İstenenler
• a. Poşet yazısında naylon poşet yerine kullanılması önerilen bütün seçenekleri sıralayın.
• b. Poşet yazısına göre aşağıdaki soruları yanıtlayın.
(i) Yazarın çantasında taşıdığı pazar filesi kimin hediyesidir?
(ii) Bez torba kullanmak bir kişi için yılda kaç plastik poşetin kullanılmasını engelliyor?
(iii) Marketlerden alınan poşetler neden çevre için büyük tehlike oluşturuyor?
• c. Poşet yazısını kaldığı yerden sürdürün.

Verilen metin
+--

29 Haziran 2009 Pazartesi

Biz artık poşet kullanmıyoruz! Ya siz?

Marketlerden ve bazı mağazalardan aldığımız poşetler doğada yok olmadığı için çevre açısından büyük tehlike oluşturuyor. Eskiden pazar fileleri vardı hatırlar mısınız? Anneannelerimiz, babaannelerimiz kullanılırdı. Şimdi ise poşet çıktı doğa bozuldu! İbeking ise pazar filesine dönüş! dedi ve bizi bir anlamda uyandırdı. İbeking çok ama çok önemli bir görev üstlendin! Bizi uyardığın için çok teşekkürler! Fotoğrafta gördüğünüz de Güldoş'un bana hediyesi olan pazar filem. Hep çantamda çünkü artık poşeti çıkartıyoruz hayatımızdan. Çöp poşeti olarak da doğada çözünebilen çöp poşetlerinden kullanma şansımız var. Ayrıca alışveriş için pazar filelerine alternatif olarak büyük marketlerde satılan bez torbalarından veya orijinal alışveriş torbalarından alabilirsiniz.
Son olarak rakamsal bir bilgi:Türkiye’de 5 kişiden biri naylon poşet yerine alışverişlerinde bez torba kullansa, bir nesil boyunca ülkemiz 31 milyar 46 milyon naylon 400 bin poşetten kurtulacak. Çünkü, bez torba kullanmak, bir kişi için haftada 6, ayda 24, yılda 288, yaşam boyunca ise 22 bin 176 plastik poşeti kullanmamızı engelliyor!

+--

Kayıtlı veriler
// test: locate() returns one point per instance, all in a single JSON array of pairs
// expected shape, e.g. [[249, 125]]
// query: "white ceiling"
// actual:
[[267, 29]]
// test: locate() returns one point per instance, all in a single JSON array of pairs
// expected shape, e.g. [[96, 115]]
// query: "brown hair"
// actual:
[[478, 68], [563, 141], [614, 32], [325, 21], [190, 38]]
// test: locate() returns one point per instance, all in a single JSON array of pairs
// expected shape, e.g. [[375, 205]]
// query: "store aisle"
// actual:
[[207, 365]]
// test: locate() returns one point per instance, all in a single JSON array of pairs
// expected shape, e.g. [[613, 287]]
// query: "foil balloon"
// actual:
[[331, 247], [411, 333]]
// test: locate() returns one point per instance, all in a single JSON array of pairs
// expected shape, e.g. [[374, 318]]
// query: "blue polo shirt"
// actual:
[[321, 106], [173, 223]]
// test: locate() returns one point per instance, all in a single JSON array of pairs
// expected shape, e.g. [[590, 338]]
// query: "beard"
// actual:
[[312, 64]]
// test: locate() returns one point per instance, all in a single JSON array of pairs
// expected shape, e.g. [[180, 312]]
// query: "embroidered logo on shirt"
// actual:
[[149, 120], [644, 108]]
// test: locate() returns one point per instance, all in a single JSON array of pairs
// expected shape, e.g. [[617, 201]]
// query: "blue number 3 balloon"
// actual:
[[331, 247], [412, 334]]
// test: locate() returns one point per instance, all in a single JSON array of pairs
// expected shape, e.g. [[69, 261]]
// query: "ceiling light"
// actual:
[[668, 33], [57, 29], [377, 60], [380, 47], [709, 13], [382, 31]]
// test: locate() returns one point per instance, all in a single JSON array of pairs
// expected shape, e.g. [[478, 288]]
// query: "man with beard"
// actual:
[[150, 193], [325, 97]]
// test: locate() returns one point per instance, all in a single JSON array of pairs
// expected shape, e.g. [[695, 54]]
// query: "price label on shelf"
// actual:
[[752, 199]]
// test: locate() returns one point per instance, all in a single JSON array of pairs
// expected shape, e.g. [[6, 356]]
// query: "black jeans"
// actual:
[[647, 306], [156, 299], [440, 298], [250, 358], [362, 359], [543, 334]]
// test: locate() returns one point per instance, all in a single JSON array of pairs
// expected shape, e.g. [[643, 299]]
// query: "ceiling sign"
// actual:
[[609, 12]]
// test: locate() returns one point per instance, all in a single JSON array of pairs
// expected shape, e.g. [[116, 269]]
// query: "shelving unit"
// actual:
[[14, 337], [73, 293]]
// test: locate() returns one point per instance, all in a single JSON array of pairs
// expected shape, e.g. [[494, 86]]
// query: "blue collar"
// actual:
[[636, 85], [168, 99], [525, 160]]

+--

Görevlere göre yanıtlar
• a.
- Pazar filesi
- Doğada çözünebilen çöp poşetleri (çöp poşeti olarak)
- Büyük marketlerde satılan bez torbalar
- Orijinal alışveriş torbaları

• b.
(i) Güldoş'un hediyesidir.
(ii) Yılda 288 plastik poşetin kullanılmasını engelliyor.
(iii) Doğada yok olmadıkları için tehlike oluşturuyorlar.

• c.
25 Haziran 2009 Perşembe

DOSTUM PASİFİK

Gizem Altın Nance'nin Bir Bilet Al kitabının dumanı üstündeyken Zilsizzarifecim bana doğumgünü hediyesi olarak Dostum Pasifik'i gönderdi. Kuzumla çıktığımız askerlik sonrası tatilinde her an yanımdaydı bu kitap. Gizem Altın Nance'in tarzını sevdim ben. Gayet yalın ve akıp giden bir anlatımı var. İnterrail ile Avrupa seyehatinden sonra gitmeden duramayan Gizem'in yolu bu sefer birçok kişinin rüyasını süsleyen Amerika'ya düşüyor. Amerika'yı merak edenler bu kitap sayesinde fikir edinebilirler. Gidenlerin de anıları tazelenecektir. Keyifli okumalar!

23 Haziran 2009 Salı

Güldoş'un ev keki:)

Haftasonu Güldoş bize tam bir ziyafet hazırlamıştı. Beylere ayrı bize ayrı lezzetler...Çayın yanında da son gözdesi olan kakaolu keki yapmıştı ama öyle bildiğiniz kakaolu keklerden değil. Browni gibi tadı. Güldoş bu tarz kekleri ev keki olarak tanımlıyor yani muffin vb. değil de klasik kek. Güldoş'a buradan tekrar teşekkürler. Herşey çok güzeldi.

Malzemeler:

3 yumurta

2 su bardağı toz şeker

1 su bardağı süt

1 su bardağı sıvı yağ

4 yemek kaşığı kakao

1 kabartma tozu

2 paket vanilin

Aldığı kadar un (2 su bardağı gibi)

Yapılışı: Yumurtayı ve şekeri iyice çırpın. Ardından yağı, sütü, kabartma tozunu, vanilini ve kakaoyu ekleyerek çırpmaya devam edin. Unu eleyerek koyun. 180 derecelik fırında 45 dak. kadar pişirin. Kürdan veya bıçakla pişip pişmediğini test edebilirsiniz. Kekinizi pişirdikten sonra altını, etrafını ve üstünü ıslak peçetelelerle sarıp, temiz bir poşetin içinde 1 gün bekletin. Bu kekinize hafif bir ıslaklık verecektir. Afiyet olsun! Sağlık versin!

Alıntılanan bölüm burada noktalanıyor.